- [About this task]: Which lines in the material below contain the string "coordinates", matching its case exactly? Extract every such line in full.

(Stored data)
———

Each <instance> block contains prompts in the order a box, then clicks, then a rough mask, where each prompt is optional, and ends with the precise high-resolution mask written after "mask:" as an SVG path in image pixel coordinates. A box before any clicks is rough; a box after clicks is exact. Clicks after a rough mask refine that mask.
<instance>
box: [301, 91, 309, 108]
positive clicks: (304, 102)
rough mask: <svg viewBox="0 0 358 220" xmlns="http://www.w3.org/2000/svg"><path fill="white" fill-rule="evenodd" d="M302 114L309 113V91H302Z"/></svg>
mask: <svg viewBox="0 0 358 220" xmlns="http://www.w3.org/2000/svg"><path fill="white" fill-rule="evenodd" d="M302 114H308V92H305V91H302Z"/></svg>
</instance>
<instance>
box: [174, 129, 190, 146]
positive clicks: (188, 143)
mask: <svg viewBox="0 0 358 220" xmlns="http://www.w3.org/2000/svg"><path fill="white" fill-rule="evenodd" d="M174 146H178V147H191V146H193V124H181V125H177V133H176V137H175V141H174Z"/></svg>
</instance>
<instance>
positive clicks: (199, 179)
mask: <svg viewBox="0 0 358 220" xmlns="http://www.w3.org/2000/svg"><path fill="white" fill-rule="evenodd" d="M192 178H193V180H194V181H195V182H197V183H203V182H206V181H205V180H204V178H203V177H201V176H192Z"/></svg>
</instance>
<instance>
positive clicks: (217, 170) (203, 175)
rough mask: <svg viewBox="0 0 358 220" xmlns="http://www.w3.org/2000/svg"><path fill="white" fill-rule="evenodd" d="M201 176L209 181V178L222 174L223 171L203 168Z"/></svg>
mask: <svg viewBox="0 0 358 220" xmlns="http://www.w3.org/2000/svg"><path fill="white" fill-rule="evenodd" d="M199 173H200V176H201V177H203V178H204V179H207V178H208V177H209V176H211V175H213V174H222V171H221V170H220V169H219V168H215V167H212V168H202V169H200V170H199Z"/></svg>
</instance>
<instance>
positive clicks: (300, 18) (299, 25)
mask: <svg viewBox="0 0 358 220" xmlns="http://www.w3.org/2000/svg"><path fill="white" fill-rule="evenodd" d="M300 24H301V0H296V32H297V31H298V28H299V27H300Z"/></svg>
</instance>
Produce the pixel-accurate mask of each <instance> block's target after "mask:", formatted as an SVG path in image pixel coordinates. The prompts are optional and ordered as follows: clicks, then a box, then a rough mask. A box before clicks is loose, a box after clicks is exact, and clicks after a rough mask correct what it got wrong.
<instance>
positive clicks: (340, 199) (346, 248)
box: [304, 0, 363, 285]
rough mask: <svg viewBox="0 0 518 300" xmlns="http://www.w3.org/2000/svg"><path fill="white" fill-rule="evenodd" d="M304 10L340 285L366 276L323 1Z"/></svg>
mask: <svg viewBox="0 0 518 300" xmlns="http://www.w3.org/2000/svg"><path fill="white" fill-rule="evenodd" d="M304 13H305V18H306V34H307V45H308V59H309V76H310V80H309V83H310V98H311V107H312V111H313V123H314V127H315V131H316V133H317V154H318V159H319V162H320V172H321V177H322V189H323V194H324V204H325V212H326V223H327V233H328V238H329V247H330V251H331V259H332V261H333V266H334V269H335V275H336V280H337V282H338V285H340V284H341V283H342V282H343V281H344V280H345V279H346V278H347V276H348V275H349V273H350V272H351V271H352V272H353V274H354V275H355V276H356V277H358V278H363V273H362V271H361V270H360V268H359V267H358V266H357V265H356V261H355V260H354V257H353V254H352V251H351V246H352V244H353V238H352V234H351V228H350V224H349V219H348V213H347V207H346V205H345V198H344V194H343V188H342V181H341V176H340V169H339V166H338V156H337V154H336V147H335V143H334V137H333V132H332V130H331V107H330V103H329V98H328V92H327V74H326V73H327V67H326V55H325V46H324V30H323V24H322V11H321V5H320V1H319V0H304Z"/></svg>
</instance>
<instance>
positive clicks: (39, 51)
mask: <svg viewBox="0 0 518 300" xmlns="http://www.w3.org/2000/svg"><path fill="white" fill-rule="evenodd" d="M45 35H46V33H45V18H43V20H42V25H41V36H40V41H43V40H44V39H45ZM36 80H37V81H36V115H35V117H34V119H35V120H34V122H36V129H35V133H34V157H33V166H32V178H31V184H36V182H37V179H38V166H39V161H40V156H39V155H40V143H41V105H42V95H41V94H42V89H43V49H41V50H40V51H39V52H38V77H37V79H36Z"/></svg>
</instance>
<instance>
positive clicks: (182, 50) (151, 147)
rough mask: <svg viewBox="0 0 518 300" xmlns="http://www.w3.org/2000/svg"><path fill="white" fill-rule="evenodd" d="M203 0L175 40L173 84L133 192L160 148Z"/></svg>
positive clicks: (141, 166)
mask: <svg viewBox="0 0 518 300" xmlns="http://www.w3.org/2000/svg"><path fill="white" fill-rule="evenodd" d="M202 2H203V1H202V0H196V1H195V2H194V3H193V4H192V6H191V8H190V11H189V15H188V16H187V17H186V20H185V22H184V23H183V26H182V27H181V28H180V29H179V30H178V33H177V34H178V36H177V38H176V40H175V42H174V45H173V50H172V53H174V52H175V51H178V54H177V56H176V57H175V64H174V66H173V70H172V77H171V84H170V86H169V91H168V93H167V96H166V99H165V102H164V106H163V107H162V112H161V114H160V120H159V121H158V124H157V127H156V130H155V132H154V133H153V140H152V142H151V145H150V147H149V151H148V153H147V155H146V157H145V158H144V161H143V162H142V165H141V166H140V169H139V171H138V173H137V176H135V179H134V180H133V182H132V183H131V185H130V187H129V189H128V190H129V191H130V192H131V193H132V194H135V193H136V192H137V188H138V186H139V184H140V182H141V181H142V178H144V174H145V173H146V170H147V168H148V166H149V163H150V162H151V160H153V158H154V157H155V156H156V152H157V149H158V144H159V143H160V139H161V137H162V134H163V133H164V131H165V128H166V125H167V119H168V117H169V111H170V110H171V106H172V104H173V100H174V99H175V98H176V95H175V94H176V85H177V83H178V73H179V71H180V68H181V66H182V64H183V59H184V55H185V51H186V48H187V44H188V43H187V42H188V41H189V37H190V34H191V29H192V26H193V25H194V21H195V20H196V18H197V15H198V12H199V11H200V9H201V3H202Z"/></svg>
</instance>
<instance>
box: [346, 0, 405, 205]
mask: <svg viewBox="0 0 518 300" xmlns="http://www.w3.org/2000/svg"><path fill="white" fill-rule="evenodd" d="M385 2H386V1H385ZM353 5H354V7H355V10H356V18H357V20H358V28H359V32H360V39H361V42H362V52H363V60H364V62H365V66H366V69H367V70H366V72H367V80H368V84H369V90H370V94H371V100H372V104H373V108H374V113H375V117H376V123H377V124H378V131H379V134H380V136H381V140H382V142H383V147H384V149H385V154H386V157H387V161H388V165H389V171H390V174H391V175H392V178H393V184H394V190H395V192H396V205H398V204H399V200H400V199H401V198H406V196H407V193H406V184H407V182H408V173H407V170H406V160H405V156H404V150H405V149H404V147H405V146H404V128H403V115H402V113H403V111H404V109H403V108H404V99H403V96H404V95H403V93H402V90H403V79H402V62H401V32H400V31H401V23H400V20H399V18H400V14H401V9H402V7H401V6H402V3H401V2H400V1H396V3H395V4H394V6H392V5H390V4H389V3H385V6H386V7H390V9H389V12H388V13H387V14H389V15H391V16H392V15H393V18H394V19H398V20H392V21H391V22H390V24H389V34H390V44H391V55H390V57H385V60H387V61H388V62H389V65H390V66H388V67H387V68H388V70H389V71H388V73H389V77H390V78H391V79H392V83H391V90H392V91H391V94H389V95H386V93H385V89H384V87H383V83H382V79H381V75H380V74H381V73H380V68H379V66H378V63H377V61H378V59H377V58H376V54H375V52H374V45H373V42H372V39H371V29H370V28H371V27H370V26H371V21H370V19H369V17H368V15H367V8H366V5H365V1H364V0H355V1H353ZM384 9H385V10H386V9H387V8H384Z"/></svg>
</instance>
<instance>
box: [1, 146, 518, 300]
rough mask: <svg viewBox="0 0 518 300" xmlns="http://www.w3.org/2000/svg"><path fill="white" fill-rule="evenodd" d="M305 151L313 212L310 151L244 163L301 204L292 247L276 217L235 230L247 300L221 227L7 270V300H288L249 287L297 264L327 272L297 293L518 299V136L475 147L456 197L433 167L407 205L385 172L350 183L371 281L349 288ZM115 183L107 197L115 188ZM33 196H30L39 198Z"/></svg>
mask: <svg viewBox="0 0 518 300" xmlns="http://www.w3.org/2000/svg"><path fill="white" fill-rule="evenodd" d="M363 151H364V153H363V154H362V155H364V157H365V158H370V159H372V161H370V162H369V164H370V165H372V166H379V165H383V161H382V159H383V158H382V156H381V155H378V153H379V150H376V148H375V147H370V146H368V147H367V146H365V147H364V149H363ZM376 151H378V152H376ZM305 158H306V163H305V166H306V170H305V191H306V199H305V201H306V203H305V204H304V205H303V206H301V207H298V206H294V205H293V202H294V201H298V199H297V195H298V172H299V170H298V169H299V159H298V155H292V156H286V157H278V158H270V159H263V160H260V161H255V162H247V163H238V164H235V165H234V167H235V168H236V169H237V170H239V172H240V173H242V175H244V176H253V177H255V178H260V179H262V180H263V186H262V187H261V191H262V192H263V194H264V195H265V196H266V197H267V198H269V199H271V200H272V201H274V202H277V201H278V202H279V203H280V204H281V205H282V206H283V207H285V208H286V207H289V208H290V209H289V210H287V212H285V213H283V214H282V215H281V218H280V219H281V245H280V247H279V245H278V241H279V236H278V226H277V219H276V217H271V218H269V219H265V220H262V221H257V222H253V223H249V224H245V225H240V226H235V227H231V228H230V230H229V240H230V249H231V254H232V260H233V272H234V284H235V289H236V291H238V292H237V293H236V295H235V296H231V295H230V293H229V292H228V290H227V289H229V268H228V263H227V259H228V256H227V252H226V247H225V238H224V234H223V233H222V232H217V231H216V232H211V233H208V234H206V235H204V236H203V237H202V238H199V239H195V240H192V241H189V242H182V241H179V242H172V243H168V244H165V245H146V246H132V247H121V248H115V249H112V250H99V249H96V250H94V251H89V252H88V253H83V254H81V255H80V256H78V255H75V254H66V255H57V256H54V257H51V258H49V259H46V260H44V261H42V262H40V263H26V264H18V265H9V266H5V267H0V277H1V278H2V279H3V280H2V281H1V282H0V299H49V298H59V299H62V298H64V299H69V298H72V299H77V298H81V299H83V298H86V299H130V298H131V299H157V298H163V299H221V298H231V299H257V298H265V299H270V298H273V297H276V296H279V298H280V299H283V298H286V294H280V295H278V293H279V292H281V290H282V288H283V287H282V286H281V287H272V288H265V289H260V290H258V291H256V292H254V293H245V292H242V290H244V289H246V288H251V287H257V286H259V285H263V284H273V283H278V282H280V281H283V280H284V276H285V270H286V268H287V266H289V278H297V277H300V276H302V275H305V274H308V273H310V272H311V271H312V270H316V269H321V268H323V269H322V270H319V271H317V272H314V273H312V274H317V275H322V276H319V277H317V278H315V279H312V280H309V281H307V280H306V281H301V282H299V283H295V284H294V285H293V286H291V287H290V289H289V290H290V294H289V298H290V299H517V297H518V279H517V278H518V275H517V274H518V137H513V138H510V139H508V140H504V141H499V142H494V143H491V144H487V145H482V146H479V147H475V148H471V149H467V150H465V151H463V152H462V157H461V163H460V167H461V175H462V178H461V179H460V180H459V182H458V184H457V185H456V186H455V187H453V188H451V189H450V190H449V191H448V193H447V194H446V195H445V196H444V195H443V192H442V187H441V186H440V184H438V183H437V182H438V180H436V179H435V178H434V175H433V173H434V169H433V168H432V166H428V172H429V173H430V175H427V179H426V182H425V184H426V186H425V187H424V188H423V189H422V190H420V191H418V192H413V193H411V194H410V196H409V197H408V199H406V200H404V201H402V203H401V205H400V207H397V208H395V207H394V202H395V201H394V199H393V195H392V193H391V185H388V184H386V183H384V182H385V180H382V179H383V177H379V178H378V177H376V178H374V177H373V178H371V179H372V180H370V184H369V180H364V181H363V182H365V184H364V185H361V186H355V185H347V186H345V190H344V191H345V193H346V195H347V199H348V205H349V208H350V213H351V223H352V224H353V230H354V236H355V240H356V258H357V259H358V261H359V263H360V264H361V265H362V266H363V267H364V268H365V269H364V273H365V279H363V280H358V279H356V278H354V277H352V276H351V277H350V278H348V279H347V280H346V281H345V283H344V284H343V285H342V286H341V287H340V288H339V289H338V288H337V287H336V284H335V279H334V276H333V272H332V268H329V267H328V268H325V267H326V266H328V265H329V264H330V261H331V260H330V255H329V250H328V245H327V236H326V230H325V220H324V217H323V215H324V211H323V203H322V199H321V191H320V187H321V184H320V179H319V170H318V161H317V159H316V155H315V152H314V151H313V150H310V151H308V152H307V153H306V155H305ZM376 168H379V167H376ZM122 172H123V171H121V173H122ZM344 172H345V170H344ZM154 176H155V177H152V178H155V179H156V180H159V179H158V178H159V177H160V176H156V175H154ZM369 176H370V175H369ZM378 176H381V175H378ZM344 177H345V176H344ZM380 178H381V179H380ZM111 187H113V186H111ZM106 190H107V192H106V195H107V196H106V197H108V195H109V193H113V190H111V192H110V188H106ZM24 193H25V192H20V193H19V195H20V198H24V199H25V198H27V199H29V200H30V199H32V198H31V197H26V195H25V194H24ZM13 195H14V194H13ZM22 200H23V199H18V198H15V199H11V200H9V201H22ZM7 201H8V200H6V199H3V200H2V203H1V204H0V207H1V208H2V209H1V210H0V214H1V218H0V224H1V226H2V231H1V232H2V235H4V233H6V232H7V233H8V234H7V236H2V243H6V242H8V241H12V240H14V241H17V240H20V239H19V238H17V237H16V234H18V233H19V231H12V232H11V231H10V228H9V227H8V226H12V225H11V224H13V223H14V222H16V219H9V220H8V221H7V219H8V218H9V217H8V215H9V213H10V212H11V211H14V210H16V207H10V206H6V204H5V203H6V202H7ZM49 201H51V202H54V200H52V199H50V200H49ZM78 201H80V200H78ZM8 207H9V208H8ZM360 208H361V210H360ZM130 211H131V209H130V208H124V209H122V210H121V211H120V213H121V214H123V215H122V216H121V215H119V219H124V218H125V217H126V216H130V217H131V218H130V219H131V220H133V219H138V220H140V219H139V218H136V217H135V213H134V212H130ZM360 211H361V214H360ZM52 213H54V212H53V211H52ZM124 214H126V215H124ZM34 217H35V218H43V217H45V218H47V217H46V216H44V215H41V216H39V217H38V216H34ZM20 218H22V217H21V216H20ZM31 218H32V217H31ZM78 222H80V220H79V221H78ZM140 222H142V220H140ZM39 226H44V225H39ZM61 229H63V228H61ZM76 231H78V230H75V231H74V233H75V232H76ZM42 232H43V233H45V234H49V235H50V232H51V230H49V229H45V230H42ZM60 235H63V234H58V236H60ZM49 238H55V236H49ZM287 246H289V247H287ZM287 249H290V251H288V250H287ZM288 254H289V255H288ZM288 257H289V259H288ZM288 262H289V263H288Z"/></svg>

———

- [Response to this exercise]:
Each <instance> block contains prompts in the order a box, then clicks, then a rough mask, where each prompt is optional, and ends with the precise high-resolution mask written after "mask:" as an SVG path in image pixel coordinates. A box before any clicks is rough; a box after clicks is exact. Clicks after a rough mask refine that mask.
Produce the pixel-accurate mask of each <instance> block's target after "mask:", formatted as an SVG path in image pixel coordinates. The prompts are optional and ordered as follows: clicks, then a box, then a rough mask. A box before clicks is loose, a box after clicks is exact, and clicks after a rough mask correct what it got wrong.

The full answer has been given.